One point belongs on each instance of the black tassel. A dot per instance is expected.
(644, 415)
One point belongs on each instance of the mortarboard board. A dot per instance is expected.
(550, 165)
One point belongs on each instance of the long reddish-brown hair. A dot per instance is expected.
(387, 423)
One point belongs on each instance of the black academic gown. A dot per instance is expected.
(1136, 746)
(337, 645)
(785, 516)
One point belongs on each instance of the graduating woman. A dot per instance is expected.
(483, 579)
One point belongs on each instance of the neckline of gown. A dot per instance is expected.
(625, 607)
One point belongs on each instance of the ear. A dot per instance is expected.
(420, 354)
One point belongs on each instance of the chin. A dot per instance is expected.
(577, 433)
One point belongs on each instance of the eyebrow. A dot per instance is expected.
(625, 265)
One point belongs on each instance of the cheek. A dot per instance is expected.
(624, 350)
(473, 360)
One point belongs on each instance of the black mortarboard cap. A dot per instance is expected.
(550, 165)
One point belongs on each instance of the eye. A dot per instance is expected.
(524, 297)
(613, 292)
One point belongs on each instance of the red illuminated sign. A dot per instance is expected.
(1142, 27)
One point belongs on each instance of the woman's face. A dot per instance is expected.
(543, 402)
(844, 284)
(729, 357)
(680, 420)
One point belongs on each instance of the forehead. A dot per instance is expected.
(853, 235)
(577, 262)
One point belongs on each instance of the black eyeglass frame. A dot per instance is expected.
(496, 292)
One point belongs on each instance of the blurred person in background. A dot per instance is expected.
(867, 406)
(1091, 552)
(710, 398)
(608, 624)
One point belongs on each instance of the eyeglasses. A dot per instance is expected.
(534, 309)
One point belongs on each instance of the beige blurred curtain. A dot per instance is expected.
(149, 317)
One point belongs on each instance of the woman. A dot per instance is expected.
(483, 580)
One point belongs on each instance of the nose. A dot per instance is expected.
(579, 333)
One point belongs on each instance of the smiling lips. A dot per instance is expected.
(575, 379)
++++
### Exercise goal
Output each entry exactly. Leave none out.

### Answer space
One point belongs on each instance of the black tassel. A dot per instance is expected.
(644, 415)
One point belongs on each instance of the mortarboard board. A dot per instance is expected.
(550, 165)
One point belongs on each instance of the long reddish-brown hair. A dot per instance is expected.
(387, 423)
One point belongs on each instance of the black academic gown. A dot per instance is expected.
(1136, 746)
(337, 645)
(785, 516)
One point belongs on each instance of the graduating woman. A dot per instance is expected.
(483, 579)
One point belongs on each instance of the neckline of gown. A dot per instance is expected.
(625, 607)
One point belongs on each instance of the ear. A dot per instance is expected.
(420, 354)
One point belongs on each instance of the chin. A dot per instance is expected.
(577, 433)
One point belongs on each instance of the eyebrow. A dot per instance is expected.
(625, 265)
One point belongs on each instance of the cheek. A dot per instance is expected.
(624, 350)
(473, 360)
One point belongs on each instance of the black mortarboard cap. A dot per instance is expected.
(550, 165)
One point belongs on each instance of the eye. A dot per instance is expected.
(524, 297)
(613, 292)
One point belongs on each instance of the red illuminated sign. A dot per instance is expected.
(1142, 27)
One point belongs on each instance of the woman's face. A dot per instance is expected.
(543, 402)
(844, 284)
(729, 357)
(680, 420)
One point belongs on each instance of the forehead. A dot per instance is expected.
(853, 235)
(577, 262)
One point belongs on each instance of the black eyeglass frame. A dot per instance is expected.
(496, 292)
One point belongs on each instance of the blurred person in background. A dot per instance is expected.
(867, 406)
(1091, 552)
(710, 398)
(608, 624)
One point belongs on each instance of the eyeglasses. A dot per instance is expected.
(534, 309)
One point belongs on each instance of the beige blurred curtain. A dot per instance is expected.
(149, 317)
One point belongs on each instance of the woman. A dot per instance is expected.
(483, 580)
One point belongs on each instance of the nose. A dot per instance is expected.
(579, 333)
One point belongs on each instance of the smiling lips. A dot per instance is expected.
(575, 379)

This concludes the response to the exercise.